[Collected data]
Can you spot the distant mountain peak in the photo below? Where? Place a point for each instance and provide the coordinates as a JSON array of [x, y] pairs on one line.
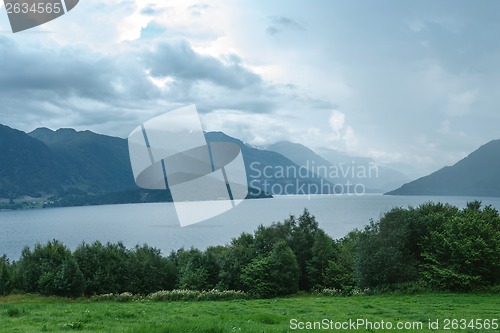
[[478, 174]]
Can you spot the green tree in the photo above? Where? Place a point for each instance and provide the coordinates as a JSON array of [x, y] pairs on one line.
[[276, 274], [302, 242], [463, 253], [239, 254], [105, 267], [37, 270], [323, 253], [150, 271], [69, 281], [5, 276]]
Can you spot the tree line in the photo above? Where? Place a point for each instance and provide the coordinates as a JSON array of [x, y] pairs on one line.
[[433, 246]]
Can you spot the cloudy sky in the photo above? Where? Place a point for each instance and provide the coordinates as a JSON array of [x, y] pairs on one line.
[[415, 82]]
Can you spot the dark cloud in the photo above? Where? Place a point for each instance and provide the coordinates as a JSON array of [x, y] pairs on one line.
[[180, 61]]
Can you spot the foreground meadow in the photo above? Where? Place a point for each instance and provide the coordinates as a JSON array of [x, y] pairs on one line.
[[49, 314]]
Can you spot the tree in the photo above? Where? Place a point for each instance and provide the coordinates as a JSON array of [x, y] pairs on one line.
[[323, 252], [150, 271], [69, 281], [105, 267], [5, 276], [238, 255], [304, 232], [37, 269], [463, 253], [276, 274]]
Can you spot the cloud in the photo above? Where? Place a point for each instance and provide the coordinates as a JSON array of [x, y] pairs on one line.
[[280, 24], [180, 61]]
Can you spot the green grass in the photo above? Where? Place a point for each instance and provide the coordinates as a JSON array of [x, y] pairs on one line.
[[42, 314]]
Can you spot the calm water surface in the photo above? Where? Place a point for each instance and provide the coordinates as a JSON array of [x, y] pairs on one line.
[[157, 225]]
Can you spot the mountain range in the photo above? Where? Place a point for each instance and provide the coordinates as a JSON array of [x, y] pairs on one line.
[[69, 167], [351, 173], [81, 167], [476, 175]]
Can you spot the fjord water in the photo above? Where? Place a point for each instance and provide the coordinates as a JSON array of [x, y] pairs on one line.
[[157, 225]]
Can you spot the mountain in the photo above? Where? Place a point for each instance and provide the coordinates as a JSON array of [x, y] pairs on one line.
[[273, 173], [349, 173], [90, 162], [476, 175], [27, 166], [81, 167]]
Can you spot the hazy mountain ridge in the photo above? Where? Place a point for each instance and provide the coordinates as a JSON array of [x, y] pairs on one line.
[[478, 174], [82, 167], [341, 168]]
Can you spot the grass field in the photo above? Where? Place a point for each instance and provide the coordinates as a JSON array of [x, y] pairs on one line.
[[42, 314]]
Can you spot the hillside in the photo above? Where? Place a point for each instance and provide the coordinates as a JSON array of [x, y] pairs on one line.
[[476, 175], [81, 168], [27, 166], [341, 168]]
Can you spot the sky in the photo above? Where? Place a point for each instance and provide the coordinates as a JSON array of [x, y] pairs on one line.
[[403, 82]]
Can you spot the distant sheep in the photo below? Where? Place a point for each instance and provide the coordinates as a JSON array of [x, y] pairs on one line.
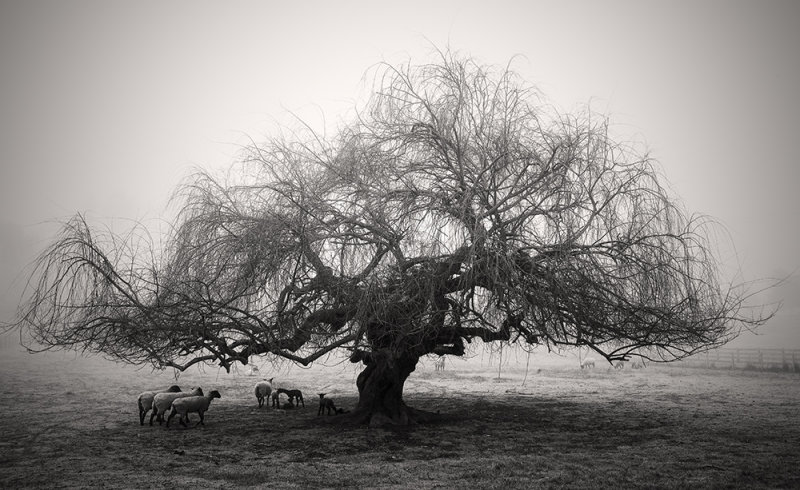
[[163, 401], [295, 397], [276, 400], [192, 404], [263, 391], [327, 404], [145, 400]]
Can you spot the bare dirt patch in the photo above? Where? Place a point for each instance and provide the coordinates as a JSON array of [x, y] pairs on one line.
[[73, 423]]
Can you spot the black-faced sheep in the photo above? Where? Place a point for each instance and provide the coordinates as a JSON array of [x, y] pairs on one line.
[[145, 400], [263, 391], [163, 401], [192, 404], [295, 397], [276, 401], [327, 404]]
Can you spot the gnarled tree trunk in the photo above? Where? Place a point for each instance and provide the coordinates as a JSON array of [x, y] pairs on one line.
[[380, 389]]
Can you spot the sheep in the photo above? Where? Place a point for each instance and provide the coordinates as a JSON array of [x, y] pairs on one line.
[[295, 395], [263, 390], [162, 402], [145, 400], [327, 404], [192, 404], [276, 401]]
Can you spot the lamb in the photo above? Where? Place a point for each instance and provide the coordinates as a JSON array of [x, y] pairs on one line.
[[295, 395], [163, 401], [263, 390], [145, 400], [327, 403], [192, 404], [276, 401]]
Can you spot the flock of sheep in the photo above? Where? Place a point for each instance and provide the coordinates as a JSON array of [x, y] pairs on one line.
[[173, 401], [589, 362]]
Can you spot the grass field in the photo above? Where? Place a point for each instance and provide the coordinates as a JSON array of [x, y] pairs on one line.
[[72, 422]]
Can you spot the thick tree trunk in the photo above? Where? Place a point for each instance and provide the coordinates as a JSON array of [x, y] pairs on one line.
[[380, 389]]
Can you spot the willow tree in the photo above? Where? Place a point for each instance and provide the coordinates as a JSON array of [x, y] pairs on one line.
[[455, 206]]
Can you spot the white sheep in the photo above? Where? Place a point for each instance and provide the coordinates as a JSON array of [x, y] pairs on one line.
[[295, 397], [263, 391], [163, 401], [192, 404], [145, 400]]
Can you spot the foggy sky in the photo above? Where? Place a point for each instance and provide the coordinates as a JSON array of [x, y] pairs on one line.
[[106, 106]]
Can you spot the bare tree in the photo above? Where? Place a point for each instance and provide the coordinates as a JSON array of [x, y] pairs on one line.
[[457, 205]]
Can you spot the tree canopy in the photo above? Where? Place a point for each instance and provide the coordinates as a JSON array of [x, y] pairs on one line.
[[456, 205]]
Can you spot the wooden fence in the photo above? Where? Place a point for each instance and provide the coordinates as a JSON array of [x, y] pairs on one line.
[[761, 359]]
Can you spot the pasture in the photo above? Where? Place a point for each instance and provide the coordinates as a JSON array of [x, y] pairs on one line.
[[73, 422]]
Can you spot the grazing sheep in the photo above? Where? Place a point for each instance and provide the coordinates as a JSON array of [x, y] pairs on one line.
[[263, 390], [145, 400], [163, 401], [192, 404], [276, 401], [327, 404], [295, 395]]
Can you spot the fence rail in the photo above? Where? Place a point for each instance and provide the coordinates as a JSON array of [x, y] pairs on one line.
[[762, 359]]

**What needs to be done**
Leave out the pictures and print each record exactly as it stands.

**Finished exercise**
Can you spot the distant mountain peak in the photo below? Where? Place a point for each instance and provide the coordinates as a JSON array of [x, y] pairs on one line.
[[478, 174]]
Can you spot the green tree in the photo above? Where? Place a point for each instance and provide the coordinates as a JSON array of [x, y] pairs on one line.
[[276, 274], [302, 242], [463, 253], [239, 254], [105, 267], [37, 270], [323, 253], [150, 271], [69, 281], [5, 276]]
Can you spot the tree line in the photo above? Where? Place a point for each instance and provide the coordinates as a JSON array of [x, y] pairs on one line.
[[433, 246]]
Can you spot the cloudy sky in the photo above? Where? Place a point for each instance and provide the coordinates as a JSON array of [x, y] pairs on one line.
[[415, 82]]
Can you spot the dark cloud in the photo above? Where? Place a point for each instance and provide the coordinates as a JSON array of [x, y] pairs on one line.
[[180, 61]]
Can you spot the foreground meadow in the photo above? Where? Place a point for each instance and provide the coordinates as a JSON array of [x, y] pairs on one line.
[[49, 314]]
Can you spot the tree in the photo above? Where? Place a point for each instance and provide the coordinates as a JSON array of [x, y] pairs on one line.
[[323, 252], [150, 271], [69, 281], [105, 267], [5, 276], [238, 255], [304, 232], [37, 269], [463, 253], [276, 274]]
Can you spot the cloud in the photo above? Where? Place a point for each instance and provide the coordinates as a JSON array of [x, y] pairs on one line.
[[280, 24], [180, 61]]
Can you spot the green grass in the photo above? Where? Place a point for each instance and provide the coordinates as a JSON array of [x, y] pairs on one line.
[[42, 314]]
Can you spot the calm water surface in the photo above? Where? Place a point for each instance and provide the coordinates as a JSON array of [x, y] pairs on one line.
[[157, 225]]
Can you spot the mountain range in the photo above? Where? Place a point for each instance and provide the coordinates as a JSON array of [x, y] pairs on one line.
[[69, 167], [351, 173], [81, 167], [476, 175]]
Can you spot the fjord water in the photo above? Where? Place a point for each instance and provide the coordinates as a JSON array of [x, y] pairs on one line.
[[157, 225]]
Can you spot the mountain in the photo above? Where? Place a point for each instance and provide the coordinates as a JSON array of [x, y] pairs on one line.
[[273, 173], [349, 173], [90, 162], [476, 175], [27, 166], [81, 167]]
Can you spot the hazy mountain ridge in the photo above? Where? Place a point for each instance and provide the coordinates as a JSON array of [x, y] pairs on one line.
[[478, 174], [82, 167], [341, 168]]
Can you spot the grass field in the photo above? Where? Place a point for each instance and provide the coordinates as a JSON array of [x, y] pairs on one line.
[[42, 314]]
Can you spot the hillside in the photo above? Where? Place a point for each instance and provide the coordinates as a JSON array of [x, y] pairs on one line.
[[476, 175], [81, 168], [27, 166], [341, 168]]
Can you spot the sky in the photo above? Where? Place a point for each instance and provide the coordinates as a JSON array of [x, y] pairs on one line.
[[403, 82]]
Can you spot the distant sheep in the photo below? Where? Place a point for each instance and provide the coordinates as a JSON array of [x, y] pairs on one line.
[[163, 401], [295, 397], [276, 400], [192, 404], [263, 391], [327, 404], [145, 400]]
Can you spot the bare dirt patch in the photo above? Where? Place a point for each instance and provide the coordinates as a JSON array of [x, y] pairs on one line.
[[73, 423]]
Can you spot the black-faced sheep in the photo above? Where? Place a point for each instance and provide the coordinates as a JSON array of [x, y] pairs on one line.
[[145, 400], [263, 391], [163, 401], [192, 404], [295, 397], [276, 401], [327, 404]]
Can you spot the gnarled tree trunk in the photo above? Where? Place a point for each instance and provide the coordinates as a JSON array of [x, y] pairs on one line.
[[380, 389]]
Can you spot the sheep in the photo above? Where? Place a point for each instance and provide the coordinates as a JSON array of [x, y] pairs on one line.
[[295, 395], [263, 390], [162, 402], [145, 400], [327, 404], [192, 404], [276, 401]]
Can you spot the lamb in the photo above? Where? Place a point for each instance and provide the coordinates as a JSON array of [x, y] pairs on one line.
[[295, 395], [163, 401], [263, 390], [145, 400], [327, 403], [192, 404], [276, 401]]
Can you spot the flock of sheep in the photo above? Where? Place a point for each instance and provide the coordinates as a JSON array of [x, y] pairs on one line.
[[173, 401], [589, 362]]
Can you spot the grass field in the photo above? Where? Place a point for each instance and provide the coordinates as a JSON array of [x, y] pairs on one line.
[[72, 422]]
Can you spot the thick tree trunk in the photo above? Where? Place a point for each instance and provide the coordinates as a JSON array of [x, y] pairs on one line.
[[380, 389]]
Can you spot the willow tree in the photo above? Where? Place a point for each instance and provide the coordinates as a JSON array of [x, y] pairs on one line.
[[455, 206]]
Can you spot the white sheep in the photo above? Where? Place a point for each instance and provide the coordinates as a JSON array of [x, y] pairs on one line.
[[295, 397], [263, 391], [163, 401], [192, 404], [145, 400]]
Can you spot the foggy sky in the photo above? Where? Place a point for each instance and provide the coordinates as a JSON array of [x, y] pairs on one line.
[[106, 106]]
Can you spot the bare tree in the photo above? Where? Place a point for each instance and provide the coordinates as a JSON array of [x, y] pairs on one line.
[[457, 205]]
Can you spot the tree canopy in the photo above? Where? Place a point for each instance and provide the coordinates as a JSON array of [x, y] pairs on one line.
[[456, 205]]
Can you spot the wooden fence in the photo above? Where? Place a point for each instance and provide the coordinates as a JSON array of [x, y] pairs on one line.
[[761, 359]]
Can you spot the pasture in the photo above? Where? Place a point for each instance and provide the coordinates as a JSON array of [x, y] pairs on one line.
[[73, 422]]
Can you spot the grazing sheep in the photo above? Where? Place a point for each instance and provide the coordinates as a JSON array of [x, y] pairs on one line.
[[263, 390], [145, 400], [163, 401], [192, 404], [276, 401], [327, 404], [295, 395]]
Can you spot the fence rail in the photo above? Where? Place a point for each instance and provide the coordinates as a JSON array of [x, y] pairs on one line.
[[762, 359]]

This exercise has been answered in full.